[[ ENTRIES SUPPLIED, beginning ]]

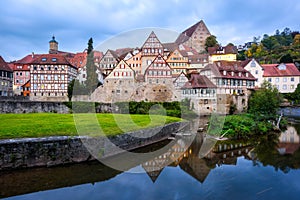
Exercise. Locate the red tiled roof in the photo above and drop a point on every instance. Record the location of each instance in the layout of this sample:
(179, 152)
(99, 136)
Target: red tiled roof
(185, 35)
(4, 66)
(271, 70)
(199, 81)
(50, 59)
(79, 59)
(229, 66)
(170, 46)
(227, 50)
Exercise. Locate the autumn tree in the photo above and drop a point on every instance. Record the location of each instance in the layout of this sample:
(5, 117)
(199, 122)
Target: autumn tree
(92, 77)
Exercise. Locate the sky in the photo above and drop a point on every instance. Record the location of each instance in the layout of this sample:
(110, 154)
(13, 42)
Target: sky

[[ ENTRIES SUPPLIED, end ]]

• **WHAT TO DO**:
Beginning at the line that holds "Target: red tiled roof", write out word for word each line through the end of the records.

• **REPLY TO THE TASK**:
Target: red tiled roof
(185, 35)
(4, 66)
(271, 70)
(199, 81)
(50, 59)
(79, 59)
(229, 66)
(170, 46)
(227, 50)
Exercise. Locate the autumn tree in the photo above and drop a point on every instance. Record the location of each instance in the layout of this sample:
(5, 117)
(199, 122)
Target: autumn tree
(92, 77)
Exercise. Locate the sky in the photo above and drop a point on every instance. Record the location of each instance in the layout of this sample:
(110, 154)
(13, 42)
Target: sky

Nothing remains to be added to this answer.